> **PAGE EXTRACT**

San Antonio comedian molds the next generation of comics – Spectrum News

SAN ANTONIO — Clifton Simmons has been a comedian for 13 years and when he’s on the stage, he puts it all out there — stories of his relationships and his upbringing in San Antonio. 

“The West Side, puro Weso. Man, I was a Black bean in a pinto bean bowl. I enjoyed it. I’m from Marbach [area], exit 7,” Simmons says. “I love the food. We put cheese on everything.” 

He knew comedy was his calling when he did a show on Broadway in New York and he connected with the audience. That’s one thing he teaches younger audiences. 

“For a new comic, I say get on stage as much as possible. Get in front of a Black audience, a college audience. A white conservative audience, a mixed audience. Older, younger, you want to get up as much as possible,” Clifton says. 

That’s the art of standup comedy, bringing folks together to laugh and reflect.

“I grew up with a lot of Mexicans, ahh, I was that Black dude at the quinceañeras just (expletive) up the cumbia,” Simmons told a crowd as they laughed. 

He wants San Antonio’s comedy scene to continue growing by serving as a host. He currently hosts an open mic at Tandem San Antonio, a coffee and bar spot on San Antonio’s Southside, and other events and performs in San Antonio’s Laugh Out Loud Comedy club on the city’s Northside. It’s an environment that is growing. 

However, after the incidents between Will Smith and Chris Rock and an audience member rushing Dave Chappelle on stage, Simmons said it’s more thing for comics to worry about.

> **WORK ORDER 1**
Decide whether each statement agrees with the article about the San Antonio comedian. Answer yes or no, and quote the words from the article that settle it.
(a) Simmons has worked as a comedian for 13 years.
(b) Simmons hosts an open mic at the Laugh Out Loud Comedy club.
(c) Simmons realized comedy was his calling during a show in Los Angeles.
> **WORK ORDER 2**
List every person other than Clifton Simmons whom the article about the San Antonio comedian mentions by name.
> **WORK ORDER 3**
According to the article about the San Antonio comedian, in which part of the city is the Laugh Out Loud Comedy club?

Excerpts from a dataset
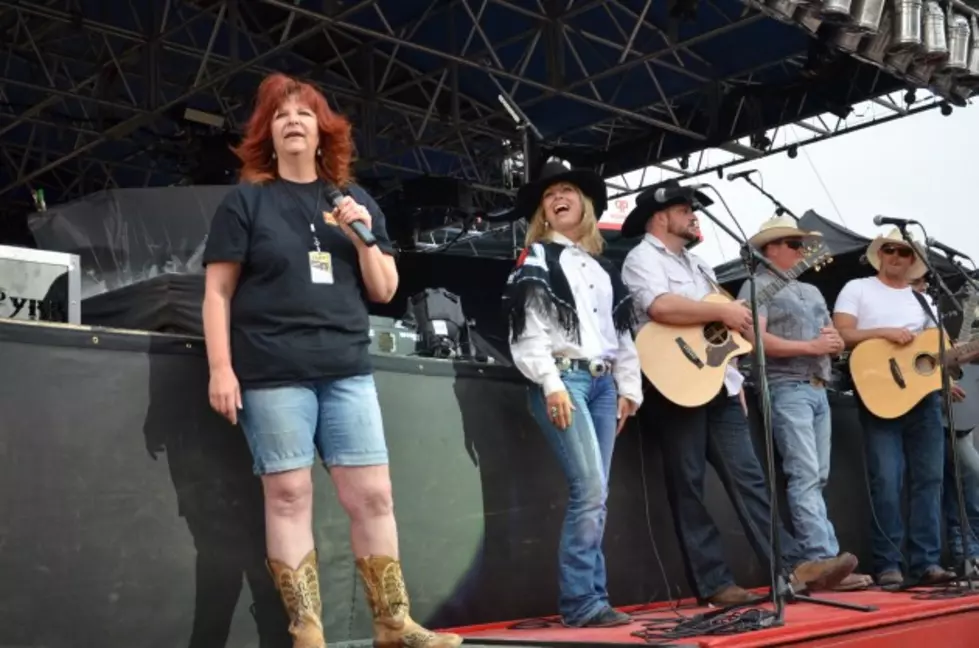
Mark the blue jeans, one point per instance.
(803, 432)
(916, 440)
(339, 419)
(585, 453)
(717, 433)
(970, 492)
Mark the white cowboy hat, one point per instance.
(918, 268)
(778, 227)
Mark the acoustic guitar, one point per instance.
(891, 379)
(687, 363)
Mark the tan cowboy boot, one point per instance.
(388, 598)
(300, 592)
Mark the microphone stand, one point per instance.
(781, 591)
(969, 572)
(779, 207)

> **PROBLEM SOLUTION 1**
(a) Yes: "Clifton Simmons has been a comedian for 13 years"
(b) No: "He currently hosts an open mic at Tandem San Antonio"
(c) No: "He knew comedy was his calling when he did a show on Broadway in New York"

> **PROBLEM SOLUTION 2**
Will Smith, Chris Rock, Dave Chappelle

> **PROBLEM SOLUTION 3**
The Northside.